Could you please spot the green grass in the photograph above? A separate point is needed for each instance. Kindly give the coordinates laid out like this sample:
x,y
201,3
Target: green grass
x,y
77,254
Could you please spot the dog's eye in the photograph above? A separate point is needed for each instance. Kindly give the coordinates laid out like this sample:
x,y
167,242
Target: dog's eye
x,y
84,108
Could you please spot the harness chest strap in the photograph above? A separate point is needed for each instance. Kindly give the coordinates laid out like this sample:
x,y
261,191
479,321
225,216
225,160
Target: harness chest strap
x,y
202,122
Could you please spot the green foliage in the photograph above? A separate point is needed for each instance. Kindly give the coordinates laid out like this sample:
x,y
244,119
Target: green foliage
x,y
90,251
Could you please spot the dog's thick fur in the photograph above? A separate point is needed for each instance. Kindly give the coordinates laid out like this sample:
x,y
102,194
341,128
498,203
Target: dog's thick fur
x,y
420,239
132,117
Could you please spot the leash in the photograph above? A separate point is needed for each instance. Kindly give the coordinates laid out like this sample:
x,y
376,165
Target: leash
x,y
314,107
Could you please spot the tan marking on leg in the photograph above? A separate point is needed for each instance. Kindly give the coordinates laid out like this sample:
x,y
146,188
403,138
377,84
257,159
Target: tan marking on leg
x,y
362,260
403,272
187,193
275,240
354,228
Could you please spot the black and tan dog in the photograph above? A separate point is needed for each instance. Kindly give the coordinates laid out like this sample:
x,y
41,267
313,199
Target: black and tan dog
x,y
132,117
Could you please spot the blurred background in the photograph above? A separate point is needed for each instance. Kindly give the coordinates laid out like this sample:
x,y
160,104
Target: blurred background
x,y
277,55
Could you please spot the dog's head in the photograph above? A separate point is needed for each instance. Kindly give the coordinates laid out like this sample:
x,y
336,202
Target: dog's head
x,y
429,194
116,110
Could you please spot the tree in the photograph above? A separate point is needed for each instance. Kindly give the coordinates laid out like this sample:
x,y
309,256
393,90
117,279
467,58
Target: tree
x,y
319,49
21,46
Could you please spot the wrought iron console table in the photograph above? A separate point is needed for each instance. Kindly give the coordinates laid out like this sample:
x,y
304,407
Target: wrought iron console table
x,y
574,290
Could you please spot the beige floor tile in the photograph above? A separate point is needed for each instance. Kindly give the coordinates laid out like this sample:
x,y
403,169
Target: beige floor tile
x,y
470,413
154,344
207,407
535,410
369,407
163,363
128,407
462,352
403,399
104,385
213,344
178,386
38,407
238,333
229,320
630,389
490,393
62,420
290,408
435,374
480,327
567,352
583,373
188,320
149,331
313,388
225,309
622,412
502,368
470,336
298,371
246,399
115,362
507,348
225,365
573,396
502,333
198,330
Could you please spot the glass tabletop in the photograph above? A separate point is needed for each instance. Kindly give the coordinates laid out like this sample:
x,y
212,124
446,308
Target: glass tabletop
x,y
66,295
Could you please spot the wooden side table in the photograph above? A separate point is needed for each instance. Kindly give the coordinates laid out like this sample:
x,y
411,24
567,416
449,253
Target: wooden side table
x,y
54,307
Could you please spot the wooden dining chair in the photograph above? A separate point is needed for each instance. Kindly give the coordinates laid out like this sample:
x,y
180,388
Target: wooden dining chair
════════════════════
> WHAT IS NEEDED:
Go through the entries above and report every line in which the word "dining" appears.

> PROBLEM SOLUTION:
Could you please spot the wooden dining chair in the photograph above? A separate point is needed for each instance. Kindly give the coordinates laid out like this sample:
Target: wooden dining chair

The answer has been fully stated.